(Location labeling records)

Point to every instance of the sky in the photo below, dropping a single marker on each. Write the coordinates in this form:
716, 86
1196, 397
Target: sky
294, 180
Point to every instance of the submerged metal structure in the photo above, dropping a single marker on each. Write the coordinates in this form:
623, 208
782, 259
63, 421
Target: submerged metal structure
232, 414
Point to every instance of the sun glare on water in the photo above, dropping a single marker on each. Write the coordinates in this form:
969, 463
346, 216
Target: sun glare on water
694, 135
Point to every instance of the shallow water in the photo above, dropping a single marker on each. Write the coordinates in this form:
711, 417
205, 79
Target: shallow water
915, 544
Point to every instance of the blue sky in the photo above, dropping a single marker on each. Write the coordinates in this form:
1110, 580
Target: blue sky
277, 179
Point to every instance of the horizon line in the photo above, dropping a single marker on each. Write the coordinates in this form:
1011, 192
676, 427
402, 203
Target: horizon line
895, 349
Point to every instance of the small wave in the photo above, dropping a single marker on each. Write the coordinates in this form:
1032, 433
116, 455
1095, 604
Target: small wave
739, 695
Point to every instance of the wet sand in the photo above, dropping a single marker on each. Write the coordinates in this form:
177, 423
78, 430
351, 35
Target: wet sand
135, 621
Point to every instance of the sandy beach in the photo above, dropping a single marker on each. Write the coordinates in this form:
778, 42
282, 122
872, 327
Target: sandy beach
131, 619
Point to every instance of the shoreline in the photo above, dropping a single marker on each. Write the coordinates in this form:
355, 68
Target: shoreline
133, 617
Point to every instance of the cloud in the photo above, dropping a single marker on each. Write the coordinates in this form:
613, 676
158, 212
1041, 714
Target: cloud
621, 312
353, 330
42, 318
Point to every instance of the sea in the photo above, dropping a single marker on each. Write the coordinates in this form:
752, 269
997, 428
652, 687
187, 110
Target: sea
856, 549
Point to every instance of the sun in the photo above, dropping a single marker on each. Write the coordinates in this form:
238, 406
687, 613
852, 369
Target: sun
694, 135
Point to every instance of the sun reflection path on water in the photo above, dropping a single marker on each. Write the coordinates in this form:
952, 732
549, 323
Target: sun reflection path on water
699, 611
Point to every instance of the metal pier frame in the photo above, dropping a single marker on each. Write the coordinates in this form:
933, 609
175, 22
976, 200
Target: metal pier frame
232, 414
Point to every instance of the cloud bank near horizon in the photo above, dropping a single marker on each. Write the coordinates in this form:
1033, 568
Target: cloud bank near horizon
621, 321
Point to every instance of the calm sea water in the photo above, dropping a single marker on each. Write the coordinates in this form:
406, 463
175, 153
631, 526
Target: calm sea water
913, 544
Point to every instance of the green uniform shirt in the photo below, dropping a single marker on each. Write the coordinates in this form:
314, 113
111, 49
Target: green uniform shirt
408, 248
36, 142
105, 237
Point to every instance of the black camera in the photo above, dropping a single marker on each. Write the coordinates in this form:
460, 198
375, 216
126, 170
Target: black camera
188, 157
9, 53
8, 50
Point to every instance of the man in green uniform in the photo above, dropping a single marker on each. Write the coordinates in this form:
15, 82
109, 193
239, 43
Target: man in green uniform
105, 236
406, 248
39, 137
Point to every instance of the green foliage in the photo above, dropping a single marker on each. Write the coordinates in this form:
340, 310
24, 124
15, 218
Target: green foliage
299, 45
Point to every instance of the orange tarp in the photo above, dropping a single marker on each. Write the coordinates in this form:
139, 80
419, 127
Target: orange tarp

Challenge => Retype all of the data shown above, word for word.

Answer for the task =>
Point to every instance of the sky in the photo below, dropping a single marker on each. Write the coordinates in this form:
716, 86
1196, 397
Target: sky
294, 180
Point to every instance of the submerged metal structure in the photo above, dropping a single marker on each. Write the coordinates in this form:
623, 208
782, 259
63, 421
Target: submerged metal structure
232, 414
Point to every instance of the sun glare on water in the photo above, dropping a single marker on each. Write the coordinates in this form:
969, 463
346, 216
Target: sun glare on water
694, 135
Point to every instance of the shallow water in the photo above, dropping a single marker on each. Write the coordinates in this form:
711, 417
205, 79
Target: shallow water
915, 544
Point to every instance of the blue sky in the photo above, dropping a single marker on each. Write the coordinates in this form:
1110, 580
Target: blue sky
277, 179
Point to every instance of the horizon line in the photo above, dropping a single marker on each. Write the coordinates in this form:
1011, 192
676, 427
402, 203
Target: horizon line
895, 349
Point to every instance of the small wave in the photo above, dropping a single marker on each. Write the coordinates in this form:
1032, 433
116, 455
1095, 604
Target: small wave
739, 695
Point to every instance of the wet sand in the photo above, dropping a single marker on each. Write the coordinates in this form:
177, 423
78, 430
351, 35
Target: wet sand
135, 621
Point to every instance of the sandy beach in the photo above, dropping a single marker on each. Write the coordinates in this form:
778, 42
282, 122
872, 327
Target: sandy beach
131, 619
Point to every instance of the shoreline in the photo above, dropping a single marker on each. Write the coordinates in this form:
355, 68
Target: shoreline
133, 617
Point to every instance of the cloud in the photo above, dropping a single marker on each. Write the coordinates in this form:
613, 676
158, 212
1041, 714
Target: cloud
621, 312
353, 330
42, 318
Point to every instance of the sea in the photo above, dropping a single marker on each. Write the coordinates in this form:
752, 269
997, 428
652, 687
187, 110
Target: sea
856, 549
Point to every instance of the sun in the photo above, dropping a single marker on each. Write the coordinates in this form:
238, 406
687, 613
852, 369
Target: sun
694, 135
Point to every instance of the sun reflection path on water in the photo above, dropping a single marker on each. Write the coordinates in this form:
952, 732
549, 323
Target: sun reflection path on water
699, 611
Point to every instance of the metal pier frame in the photo above, dropping a single marker on each. Write the coordinates in this form:
933, 609
175, 22
976, 200
Target: metal pier frame
232, 414
Point to every instance of the cloud bank near horizon in the photo above, dropping a single marker on each. Write the coordinates in this form:
1033, 568
Target: cloud bank near horizon
621, 321
Point to every instance of the calm sea water in the photo above, dropping a single marker on each. Write the coordinates in this form:
406, 463
175, 153
631, 526
Target: calm sea water
913, 544
Point to every instance of the green uniform shirt in the photo below, dropping a single marker on each. Write the coordinates in this form:
314, 113
111, 49
Target: green uniform shirt
408, 248
36, 142
105, 237
Point to every instance of the black camera in the photo above, dropping a single marker on each. Write the coordinates in this form:
460, 198
375, 216
126, 170
Target: black camera
188, 157
9, 53
8, 50
Point to every instance of the man in green uniform in the photo above, dropping a single marker on each. Write the coordinates in this form:
15, 82
109, 193
239, 43
Target: man in green uniform
105, 236
406, 248
39, 137
Point to every instance of the green foliage in the photo above, dropping a single marker on each. Write the coordinates in this form:
340, 310
24, 124
15, 218
Target: green foliage
299, 45
Point to every instance of the orange tarp in the photo above, dropping a single marker on each. Write the coordinates in this form:
139, 80
419, 127
Target: orange tarp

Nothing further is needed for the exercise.